### [Selected text]
================
A couple years ago, WorldNetDaily was obsessed with the alleged transgender identity of the Nashville school shooter and demanded the alleged manifesto she wrote be released to the public; when parts of if were leaked, WND used it to disparage all transgender people as violent psychopaths. WND’s Bob Unruh really wanted to go that same route with another school shooting in a Dec. 17 article:
The shooter who killed a teacher and a student at Abundant Life Christian School in Madison, Wis., on Monday, and injured seven others now has been identified as Natalie Rupnow, 15, who went by the name “Samantha.”
“The shooter has now been identified as 15-year-old Natalie Rupnow, who went by the name Samantha. She was a student at the school, and evidence suggests she died from a self-inflicted gunshot wound,” Shon Barnes, Madison police chief, said in a statement. “The official cause of death will be released by the Dane County Medical Examiner pending the conclusion of their examination. She was pronounced deceased while in transport to a local hospital. A teacher and a teenage student were pronounced dead at the scene at that school.”
[…]Barnes said speculation over the shooter’s possible status as a transgender person was irrelevant.
“I don’t know whether Natalie was transgender or not. And quite frankly, I don’t think that’s important at all,” Barnes said. “I don’t think whatever happened today has anything to do with how she or he or they may want to identify.”
Unruh was pushing a lie. NBC detailed how false claims about the shooter’s identity spread through right-wing social media:
Only 38 minutes after a Madison, Wisconsin, teacher called 911 to report Monday’s school shooting, the lies began to spread.
The first one, in a post on X, said simply: “Taking bets on another trans shooter.” The post didn’t pick up much traction.
But 57 minutes later, the false claims about the shooter’s gender identity found their footing.
[…]Conservative news website Townhall followed one minute after [Alex] Jones, posting a clip of Madison Police Chief Shon Barnes giving a hurried initial news conference. “I don’t know if it’s a male or female,” he said in the clip.
The Townhall clip was eight seconds long and did not show the context of Barnes’ comment. Reporters had asked him several questions and he didn’t know the answer to many of them, such as what type of gun the shooter used. It wasn’t clear from the clip whether the shooter’s gender was ambiguous or whether the chief simply didn’t have the information.
================
### [Excerpted data]
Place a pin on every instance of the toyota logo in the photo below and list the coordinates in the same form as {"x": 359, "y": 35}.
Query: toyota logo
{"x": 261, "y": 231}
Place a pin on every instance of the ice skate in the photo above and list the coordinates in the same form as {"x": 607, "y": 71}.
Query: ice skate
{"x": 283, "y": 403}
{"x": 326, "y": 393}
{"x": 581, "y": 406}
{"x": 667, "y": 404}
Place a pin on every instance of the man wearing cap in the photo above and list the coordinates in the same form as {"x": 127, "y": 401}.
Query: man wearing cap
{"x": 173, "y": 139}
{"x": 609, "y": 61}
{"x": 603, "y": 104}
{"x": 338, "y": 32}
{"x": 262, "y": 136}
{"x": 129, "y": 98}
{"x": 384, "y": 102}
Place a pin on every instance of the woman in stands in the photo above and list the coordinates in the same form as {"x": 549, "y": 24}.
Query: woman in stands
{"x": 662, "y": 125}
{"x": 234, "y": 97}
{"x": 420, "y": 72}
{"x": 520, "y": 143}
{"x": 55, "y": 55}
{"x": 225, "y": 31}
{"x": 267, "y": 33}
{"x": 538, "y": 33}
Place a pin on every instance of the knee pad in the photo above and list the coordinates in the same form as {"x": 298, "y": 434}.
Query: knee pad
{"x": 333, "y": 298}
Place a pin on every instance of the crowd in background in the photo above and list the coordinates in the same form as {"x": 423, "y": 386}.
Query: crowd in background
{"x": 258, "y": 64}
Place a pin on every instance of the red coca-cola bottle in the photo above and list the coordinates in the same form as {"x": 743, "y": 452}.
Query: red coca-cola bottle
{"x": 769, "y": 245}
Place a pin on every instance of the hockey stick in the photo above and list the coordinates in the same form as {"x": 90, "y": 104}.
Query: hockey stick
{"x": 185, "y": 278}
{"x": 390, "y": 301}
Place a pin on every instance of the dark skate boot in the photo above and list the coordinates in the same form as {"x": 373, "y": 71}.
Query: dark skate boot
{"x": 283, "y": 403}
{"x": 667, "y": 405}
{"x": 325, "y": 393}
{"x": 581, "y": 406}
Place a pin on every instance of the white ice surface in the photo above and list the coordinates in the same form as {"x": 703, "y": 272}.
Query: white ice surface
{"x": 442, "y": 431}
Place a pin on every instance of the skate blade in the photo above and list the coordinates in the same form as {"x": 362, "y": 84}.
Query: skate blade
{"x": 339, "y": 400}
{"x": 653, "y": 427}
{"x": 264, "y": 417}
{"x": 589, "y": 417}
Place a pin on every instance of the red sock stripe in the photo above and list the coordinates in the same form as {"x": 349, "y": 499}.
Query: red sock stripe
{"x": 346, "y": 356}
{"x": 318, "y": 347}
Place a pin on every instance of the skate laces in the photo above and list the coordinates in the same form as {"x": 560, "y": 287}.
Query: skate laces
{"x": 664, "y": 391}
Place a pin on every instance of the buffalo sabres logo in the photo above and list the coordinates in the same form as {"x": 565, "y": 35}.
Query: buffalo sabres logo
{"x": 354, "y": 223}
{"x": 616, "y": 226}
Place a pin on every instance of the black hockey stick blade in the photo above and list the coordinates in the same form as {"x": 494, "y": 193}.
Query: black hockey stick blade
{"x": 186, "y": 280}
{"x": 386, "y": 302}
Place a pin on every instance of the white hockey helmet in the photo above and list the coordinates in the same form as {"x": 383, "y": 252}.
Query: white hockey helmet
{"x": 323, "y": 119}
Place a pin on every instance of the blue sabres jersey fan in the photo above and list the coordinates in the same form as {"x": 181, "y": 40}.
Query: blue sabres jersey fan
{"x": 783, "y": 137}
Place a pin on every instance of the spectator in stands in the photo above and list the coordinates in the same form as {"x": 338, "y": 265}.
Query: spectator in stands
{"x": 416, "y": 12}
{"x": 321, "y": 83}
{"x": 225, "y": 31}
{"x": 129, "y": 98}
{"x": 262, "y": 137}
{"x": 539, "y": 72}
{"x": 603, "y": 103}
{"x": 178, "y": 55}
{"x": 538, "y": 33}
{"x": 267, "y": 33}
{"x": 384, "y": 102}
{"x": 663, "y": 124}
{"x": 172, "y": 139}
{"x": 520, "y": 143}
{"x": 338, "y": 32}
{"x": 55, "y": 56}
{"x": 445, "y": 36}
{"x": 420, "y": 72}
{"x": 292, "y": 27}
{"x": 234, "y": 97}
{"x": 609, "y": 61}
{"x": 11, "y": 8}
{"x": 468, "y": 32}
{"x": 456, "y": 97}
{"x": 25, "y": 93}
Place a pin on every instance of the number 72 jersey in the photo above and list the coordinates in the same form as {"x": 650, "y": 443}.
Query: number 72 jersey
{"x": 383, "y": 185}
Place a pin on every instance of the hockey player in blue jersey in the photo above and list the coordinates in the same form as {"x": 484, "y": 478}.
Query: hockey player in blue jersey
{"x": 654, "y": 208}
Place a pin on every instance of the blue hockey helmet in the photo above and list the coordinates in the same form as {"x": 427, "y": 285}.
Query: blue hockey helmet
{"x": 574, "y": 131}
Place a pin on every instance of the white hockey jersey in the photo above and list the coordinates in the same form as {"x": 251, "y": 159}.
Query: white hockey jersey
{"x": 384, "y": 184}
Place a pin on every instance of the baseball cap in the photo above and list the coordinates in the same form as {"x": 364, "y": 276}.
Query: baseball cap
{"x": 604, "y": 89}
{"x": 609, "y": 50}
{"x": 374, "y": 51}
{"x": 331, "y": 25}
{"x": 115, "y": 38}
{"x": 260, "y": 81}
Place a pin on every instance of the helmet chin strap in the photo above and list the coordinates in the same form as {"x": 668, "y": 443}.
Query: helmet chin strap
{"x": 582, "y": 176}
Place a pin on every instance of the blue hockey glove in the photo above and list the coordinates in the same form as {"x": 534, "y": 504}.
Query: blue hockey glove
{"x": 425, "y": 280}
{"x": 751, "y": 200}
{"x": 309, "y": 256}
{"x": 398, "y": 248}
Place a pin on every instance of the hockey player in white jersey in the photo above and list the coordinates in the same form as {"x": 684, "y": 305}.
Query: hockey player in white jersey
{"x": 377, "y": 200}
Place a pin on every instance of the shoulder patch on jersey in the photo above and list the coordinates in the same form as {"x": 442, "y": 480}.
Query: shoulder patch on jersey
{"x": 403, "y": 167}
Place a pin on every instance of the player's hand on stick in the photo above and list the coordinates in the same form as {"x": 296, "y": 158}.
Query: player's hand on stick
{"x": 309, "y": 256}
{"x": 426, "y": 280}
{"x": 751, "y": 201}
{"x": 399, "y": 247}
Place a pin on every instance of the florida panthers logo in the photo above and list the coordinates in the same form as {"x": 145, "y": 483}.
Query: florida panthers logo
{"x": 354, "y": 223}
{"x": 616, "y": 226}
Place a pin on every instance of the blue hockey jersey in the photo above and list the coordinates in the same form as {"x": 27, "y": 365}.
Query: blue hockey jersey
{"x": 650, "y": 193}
================
### [Task details]
Continue the article about WorldNetDaily's coverage of the Madison school shooting, starting after its last sentence. The entries come from a separate source and are unrelated to the article about WorldNetDaily's coverage of the Madison school shooting.

### [Solved exercise]
Without the context, dozens of X accounts used the Townhall video to speculate that the shooter was transgender. The video received more than 650,000 views, and, after other accounts reshared the video with speculation of their own, the number of views ballooned to more than 1.5 million. For hours afterward, other conservative accounts with millions of followers, including @EndWokeness and Ian Miles Cheong, joined in the speculation about the shooter’s gender and whether it might be nonconforming.
But the speculation was wrong: Police eventually identified the shooting suspect as a 15-year-old girl, with no evidence that she was transgender.
Not only was the transgender speculation false in this case, it’s historically inaccurate, NBC went on to note:
The trend of trying to link crime to transgender people is a potential distraction and time-wasting exercise for law enforcement, the news media and social media users who, in the wake of a mass shooting, are trying to sort through fact from fiction. And LGBTQ advocates say the false claims spread irrational fear throughout the community.
A similar dynamic of falsely saying a mass-shooting suspect is transgender or nonbinary has played out before, including after shootings in Houston in February, in Philadelphia last year and in Uvalde, Texas, in 2022.
The Gun Violence Archive, which maintains a database of shootings, estimates that 0.11% of known suspects in mass shootings were transgender over the past decade, said Mark Bryant, the archive’s executive director. The archive defines a mass shooting as one in which four or more people are injured or killed, not counting the shooter. There were many more instances in which trans people were victims, Bryant added.
[…]The attempts to connect trans people with criminal tendencies are not rooted in fact, experts say.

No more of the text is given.